§ PROBLEM DETAILS:
Search the data below for the string "lotus" and copy all lines where it shows up.

(Natural language region descriptions)
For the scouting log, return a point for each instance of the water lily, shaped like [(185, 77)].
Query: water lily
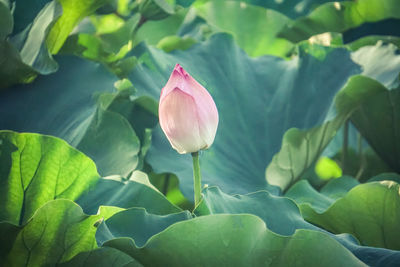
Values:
[(189, 118), (187, 112)]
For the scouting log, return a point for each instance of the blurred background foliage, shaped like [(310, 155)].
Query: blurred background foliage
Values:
[(308, 93)]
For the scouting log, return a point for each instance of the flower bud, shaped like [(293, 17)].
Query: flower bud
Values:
[(188, 115)]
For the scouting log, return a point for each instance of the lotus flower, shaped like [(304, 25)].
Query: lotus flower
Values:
[(188, 115)]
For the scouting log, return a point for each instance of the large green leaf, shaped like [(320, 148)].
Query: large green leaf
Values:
[(257, 36), (63, 104), (36, 169), (378, 120), (292, 8), (281, 215), (119, 156), (289, 164), (126, 194), (57, 232), (73, 12), (380, 62), (233, 240), (257, 99), (371, 212), (102, 257), (137, 224), (339, 17), (25, 55)]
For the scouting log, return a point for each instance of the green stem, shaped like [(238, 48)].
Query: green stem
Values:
[(196, 178), (345, 146)]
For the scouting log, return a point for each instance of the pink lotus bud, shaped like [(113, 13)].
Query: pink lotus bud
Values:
[(188, 115)]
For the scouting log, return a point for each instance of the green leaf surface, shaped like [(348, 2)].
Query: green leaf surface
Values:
[(380, 62), (281, 215), (234, 240), (257, 36), (73, 12), (386, 176), (26, 55), (255, 107), (303, 193), (378, 120), (102, 257), (6, 20), (138, 224), (36, 169), (57, 232), (339, 17), (300, 148), (370, 212), (95, 142), (153, 31), (292, 8), (126, 194), (71, 112), (338, 188)]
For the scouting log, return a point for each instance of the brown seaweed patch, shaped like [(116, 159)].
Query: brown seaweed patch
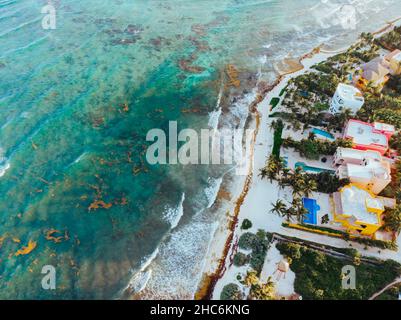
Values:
[(232, 74), (26, 249), (99, 204), (199, 29), (134, 29), (51, 235), (185, 65)]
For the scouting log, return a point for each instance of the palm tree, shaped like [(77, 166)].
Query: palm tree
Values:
[(308, 187), (300, 210), (279, 208)]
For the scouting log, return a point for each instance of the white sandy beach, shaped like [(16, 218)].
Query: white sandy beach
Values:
[(257, 204)]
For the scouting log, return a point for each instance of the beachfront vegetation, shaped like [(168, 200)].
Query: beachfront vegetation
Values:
[(327, 182), (391, 40), (231, 292), (313, 148), (240, 259), (258, 289), (259, 244), (278, 127), (246, 224), (368, 242), (392, 219), (325, 275), (296, 209)]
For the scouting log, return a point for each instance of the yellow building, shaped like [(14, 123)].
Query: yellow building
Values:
[(359, 210)]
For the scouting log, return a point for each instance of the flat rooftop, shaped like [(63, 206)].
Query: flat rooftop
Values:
[(359, 154), (349, 92), (354, 202), (363, 134)]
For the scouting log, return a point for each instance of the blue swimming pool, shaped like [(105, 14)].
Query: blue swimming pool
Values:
[(312, 207), (305, 167), (323, 133)]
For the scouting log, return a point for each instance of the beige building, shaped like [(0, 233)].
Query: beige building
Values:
[(367, 169), (394, 60)]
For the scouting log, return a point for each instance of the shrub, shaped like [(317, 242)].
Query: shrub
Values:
[(259, 245), (246, 224), (231, 292), (247, 241), (323, 280), (240, 259), (274, 102)]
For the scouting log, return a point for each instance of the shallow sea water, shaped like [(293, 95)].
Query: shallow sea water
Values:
[(76, 104)]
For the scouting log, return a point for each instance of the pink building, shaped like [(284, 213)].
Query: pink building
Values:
[(369, 136)]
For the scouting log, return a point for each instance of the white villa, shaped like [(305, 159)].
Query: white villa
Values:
[(394, 60), (346, 97), (365, 168)]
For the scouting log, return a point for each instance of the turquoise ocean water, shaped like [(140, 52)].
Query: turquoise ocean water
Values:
[(76, 104)]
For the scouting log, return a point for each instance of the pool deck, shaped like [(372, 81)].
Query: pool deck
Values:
[(299, 135), (293, 157)]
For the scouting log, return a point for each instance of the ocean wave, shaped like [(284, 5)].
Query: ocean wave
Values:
[(212, 191), (140, 278), (4, 163), (173, 215), (178, 269), (4, 166)]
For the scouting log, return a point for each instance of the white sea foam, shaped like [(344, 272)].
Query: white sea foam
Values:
[(140, 278), (173, 215), (178, 269), (4, 166), (214, 117)]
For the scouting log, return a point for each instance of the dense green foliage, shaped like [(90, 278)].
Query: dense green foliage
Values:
[(246, 224), (259, 244), (327, 182), (241, 259), (231, 292), (278, 127), (318, 275)]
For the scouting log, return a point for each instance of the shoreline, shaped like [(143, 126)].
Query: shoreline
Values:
[(206, 288), (209, 280)]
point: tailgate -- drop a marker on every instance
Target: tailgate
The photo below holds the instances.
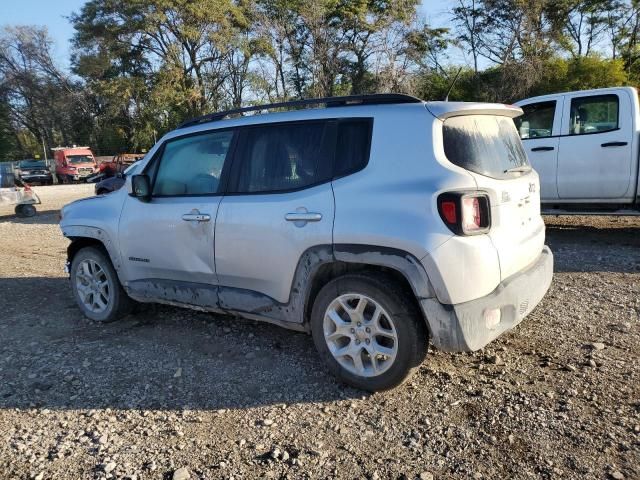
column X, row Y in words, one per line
column 489, row 148
column 517, row 230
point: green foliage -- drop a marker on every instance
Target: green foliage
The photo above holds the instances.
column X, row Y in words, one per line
column 143, row 66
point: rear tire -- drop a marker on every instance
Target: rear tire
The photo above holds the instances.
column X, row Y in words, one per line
column 96, row 287
column 368, row 331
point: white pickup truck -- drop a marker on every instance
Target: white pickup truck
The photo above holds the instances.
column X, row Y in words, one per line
column 584, row 145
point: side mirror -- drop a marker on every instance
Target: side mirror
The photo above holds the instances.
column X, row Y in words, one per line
column 141, row 187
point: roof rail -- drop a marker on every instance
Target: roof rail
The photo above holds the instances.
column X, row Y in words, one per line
column 370, row 99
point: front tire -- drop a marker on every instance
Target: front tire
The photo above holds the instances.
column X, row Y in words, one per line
column 368, row 331
column 96, row 287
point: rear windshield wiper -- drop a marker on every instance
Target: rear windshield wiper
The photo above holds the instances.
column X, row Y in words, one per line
column 520, row 169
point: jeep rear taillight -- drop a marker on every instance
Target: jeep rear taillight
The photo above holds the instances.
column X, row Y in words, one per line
column 465, row 213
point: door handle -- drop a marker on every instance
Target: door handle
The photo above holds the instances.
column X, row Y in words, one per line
column 303, row 217
column 196, row 217
column 542, row 149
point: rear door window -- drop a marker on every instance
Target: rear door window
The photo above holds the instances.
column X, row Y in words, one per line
column 537, row 121
column 283, row 157
column 353, row 145
column 484, row 144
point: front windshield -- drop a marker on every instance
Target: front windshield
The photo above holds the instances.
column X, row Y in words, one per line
column 75, row 159
column 32, row 164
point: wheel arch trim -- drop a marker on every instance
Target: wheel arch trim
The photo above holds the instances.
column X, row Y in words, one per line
column 83, row 236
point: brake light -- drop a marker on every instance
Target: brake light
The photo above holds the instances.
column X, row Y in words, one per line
column 465, row 213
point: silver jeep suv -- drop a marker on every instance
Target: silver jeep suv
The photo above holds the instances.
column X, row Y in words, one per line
column 377, row 223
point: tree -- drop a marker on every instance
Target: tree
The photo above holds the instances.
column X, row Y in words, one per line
column 41, row 100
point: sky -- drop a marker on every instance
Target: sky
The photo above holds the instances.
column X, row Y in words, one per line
column 53, row 14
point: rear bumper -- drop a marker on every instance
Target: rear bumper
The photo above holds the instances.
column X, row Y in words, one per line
column 463, row 327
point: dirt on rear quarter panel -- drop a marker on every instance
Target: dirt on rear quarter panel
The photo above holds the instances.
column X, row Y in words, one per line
column 170, row 388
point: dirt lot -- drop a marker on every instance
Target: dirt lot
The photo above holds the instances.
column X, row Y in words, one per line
column 168, row 389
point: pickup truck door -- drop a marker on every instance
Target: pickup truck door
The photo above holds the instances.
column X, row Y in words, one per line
column 539, row 129
column 595, row 155
column 167, row 243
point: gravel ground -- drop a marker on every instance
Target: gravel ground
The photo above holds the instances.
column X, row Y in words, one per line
column 171, row 393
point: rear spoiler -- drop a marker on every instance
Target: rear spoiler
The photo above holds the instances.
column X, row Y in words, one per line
column 443, row 110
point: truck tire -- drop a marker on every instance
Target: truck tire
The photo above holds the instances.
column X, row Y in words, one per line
column 96, row 286
column 368, row 331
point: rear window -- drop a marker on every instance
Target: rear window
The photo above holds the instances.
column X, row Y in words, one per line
column 484, row 144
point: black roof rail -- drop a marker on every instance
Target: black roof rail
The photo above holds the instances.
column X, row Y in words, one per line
column 370, row 99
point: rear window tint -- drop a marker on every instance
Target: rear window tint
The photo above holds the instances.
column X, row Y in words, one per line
column 484, row 144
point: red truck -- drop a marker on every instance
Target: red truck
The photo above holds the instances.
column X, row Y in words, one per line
column 74, row 164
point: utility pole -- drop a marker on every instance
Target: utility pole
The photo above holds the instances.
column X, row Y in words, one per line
column 44, row 149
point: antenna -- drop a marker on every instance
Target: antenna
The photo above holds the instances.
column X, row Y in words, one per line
column 455, row 79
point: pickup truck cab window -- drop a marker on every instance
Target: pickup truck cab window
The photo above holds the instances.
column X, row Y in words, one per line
column 192, row 165
column 594, row 114
column 537, row 121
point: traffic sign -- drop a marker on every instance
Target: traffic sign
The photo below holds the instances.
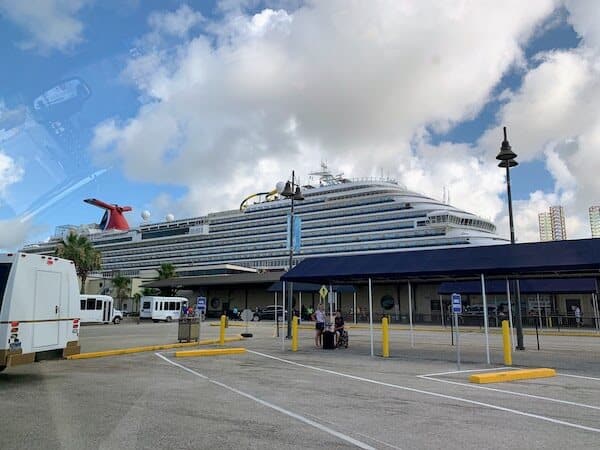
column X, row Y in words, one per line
column 456, row 304
column 323, row 292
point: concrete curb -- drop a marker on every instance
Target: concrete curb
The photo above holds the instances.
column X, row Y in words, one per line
column 210, row 352
column 511, row 375
column 149, row 348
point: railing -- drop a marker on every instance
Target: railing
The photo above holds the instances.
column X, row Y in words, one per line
column 556, row 322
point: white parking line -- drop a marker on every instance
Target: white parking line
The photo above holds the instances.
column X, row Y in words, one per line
column 578, row 376
column 387, row 444
column 503, row 391
column 291, row 414
column 434, row 394
column 465, row 371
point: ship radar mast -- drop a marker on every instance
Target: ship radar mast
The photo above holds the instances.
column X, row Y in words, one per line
column 325, row 177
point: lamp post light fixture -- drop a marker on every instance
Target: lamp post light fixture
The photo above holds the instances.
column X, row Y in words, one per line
column 507, row 160
column 291, row 191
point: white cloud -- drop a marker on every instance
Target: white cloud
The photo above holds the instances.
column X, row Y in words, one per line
column 555, row 117
column 50, row 24
column 10, row 173
column 13, row 233
column 177, row 23
column 355, row 83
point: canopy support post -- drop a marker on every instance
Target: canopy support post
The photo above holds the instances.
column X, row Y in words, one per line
column 485, row 320
column 508, row 299
column 412, row 334
column 354, row 307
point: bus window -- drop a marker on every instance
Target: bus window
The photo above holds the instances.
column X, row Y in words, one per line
column 4, row 272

§ RESPONSE TO THE EXERCISE:
For the scouting log, return a point for each instance of the lotus flower, shaped like [(304, 25)].
Query: lotus flower
For the scouting log, return a point for each instance of the pink lotus bud, shaped like [(113, 13)].
Query: pink lotus bud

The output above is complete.